__Extract__.
────────────────────
In the year 48, Claudius went to Ostia to visit the new harbor he was constructing and was informed while there that Messalina had gone so far as to marry her latest lover, Senator Gaius Silius in Rome. It was only when Messalina held a costly wedding banquet in Claudius' absence that the freedman Narcissus decided to inform him. The exact motivations for Messalina's actions are unknown – it has been interpreted as a move to overthrow Claudius and install Silius as Emperor, with Silius adopting Britannicus and thereby ensuring her son's future accession. Other historians have speculated that Silius convinced Messalina that Claudius' overthrow was inevitable, and her best hopes of survival lay in a union with him. Tacitus stated that Messalina hesitated even as Silius insisted on marriage, but ultimately conceded because "she coveted the name of wife", and because Silius had divorced his own wife the previous year in anticipation of a union with Messalina. Another theory is that Messalina and Silius merely took part in a sham marriage as part of a Bacchic ritual as they were in the midst of celebrating the Vinalia, a festival of the grape harvest.

Tacitus and Dio state that Narcissus convinced Claudius that it was a move to overthrow him and persuaded him to appoint the deputy Praetorian Prefect, Lusius Geta, to the charge of the Guard because the loyalty of the senior Prefect Rufrius Crispinus was in doubt. Claudius rushed back to Rome, where he was met by Messalina on the road with their children. The leading Vestal Virgin, Vibidia, came to entreat Claudius not to rush to condemn Messalina. He then visited the house of Silius, where he found a great many heirlooms of his Claudii and Drusii forebears, taken from his house and gifted to Silius by Messalina. When Messalina attempted to gain access to her husband in the palace, she was repulsed by Narcissus and shouted down with a list of her various offences compiled by the freedman. Despite the mounting evidence against her, Claudius's feelings were softening and he asked to see her in the morning for a private interview. Narcissus, pretending to act on Claudius' instructions, ordered an officer of the Praetorian Guard to execute her. When the troop of guards arrived at the Gardens of Lucullus, where Messalina had taken refuge with her mother, she was given the honorable option of taking her own life. Unable to muster the courage to slit her own throat, she was run through with a sword by one of the guards. Upon hearing the news, the Emperor did not react and simply asked for another chalice of wine. The Roman Senate then ordered a damnatio memoriae so that Messalina's name would be removed from all public and private places and all statues of her would be taken down.
────────────────────
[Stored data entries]
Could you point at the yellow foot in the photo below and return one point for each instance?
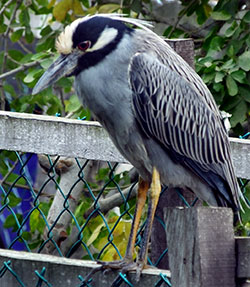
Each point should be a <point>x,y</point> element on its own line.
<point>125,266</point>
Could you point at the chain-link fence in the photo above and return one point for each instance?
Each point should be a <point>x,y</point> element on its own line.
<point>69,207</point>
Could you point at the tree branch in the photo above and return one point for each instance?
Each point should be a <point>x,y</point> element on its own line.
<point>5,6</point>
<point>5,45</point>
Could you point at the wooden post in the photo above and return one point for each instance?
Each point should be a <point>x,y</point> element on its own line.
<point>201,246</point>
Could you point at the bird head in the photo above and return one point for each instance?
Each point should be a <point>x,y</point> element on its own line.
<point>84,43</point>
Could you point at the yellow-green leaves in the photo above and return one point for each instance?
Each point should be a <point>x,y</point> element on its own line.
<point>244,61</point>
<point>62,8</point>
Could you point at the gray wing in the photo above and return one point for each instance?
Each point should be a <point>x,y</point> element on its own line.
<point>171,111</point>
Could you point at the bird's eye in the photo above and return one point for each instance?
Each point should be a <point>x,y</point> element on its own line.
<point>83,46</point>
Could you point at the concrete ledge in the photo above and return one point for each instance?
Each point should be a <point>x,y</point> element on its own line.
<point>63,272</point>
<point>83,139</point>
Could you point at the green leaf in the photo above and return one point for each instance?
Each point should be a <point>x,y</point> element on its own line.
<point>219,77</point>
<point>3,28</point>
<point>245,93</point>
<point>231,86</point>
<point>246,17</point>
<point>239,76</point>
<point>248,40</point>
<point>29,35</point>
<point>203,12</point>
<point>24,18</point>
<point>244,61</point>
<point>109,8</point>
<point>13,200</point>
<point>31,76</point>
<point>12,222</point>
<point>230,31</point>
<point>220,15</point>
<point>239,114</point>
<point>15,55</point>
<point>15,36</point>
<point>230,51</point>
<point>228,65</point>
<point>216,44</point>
────────────────────
Write the next part of the account of Messalina's fall, picking up after its final sentence. These rows are separate material, unrelated to the account of Messalina's fall.

__Answer for this exercise__.
==Erasure from memory==
In Messalina's time, the condemnation of damnatio memoriae followed on an offence within the context of the Roman imperial cult. The cult was directed from above by members of the imperial circle through official initiatives within the pro-imperial power structure. It was effective among the wider public, however, only insofar as there was personal assent. Theoretically the sentence of damnatio memoriae was supposed to erase all mention of the offender from the public sphere. The person's name was gouged from inscriptions and even from coinage. Sculptures might be smashed or at the very least would be dismounted and stored away out of sight.

Such measures were not totally effective and several images of Messalina have survived for one reason or another. One such is the doubtfully ascribed bust in the Uffizi Gallery that may in fact be of Agrippina, Messalina's successor as wife of Claudius (see above). Another in the Louvre is thought to be of Messalina holding her child Britannicus. In fact it is based on a famous Greek sculpture by Cephisodotus the Elder of Eirene carrying the child Ploutos, of which there were other Roman imitations.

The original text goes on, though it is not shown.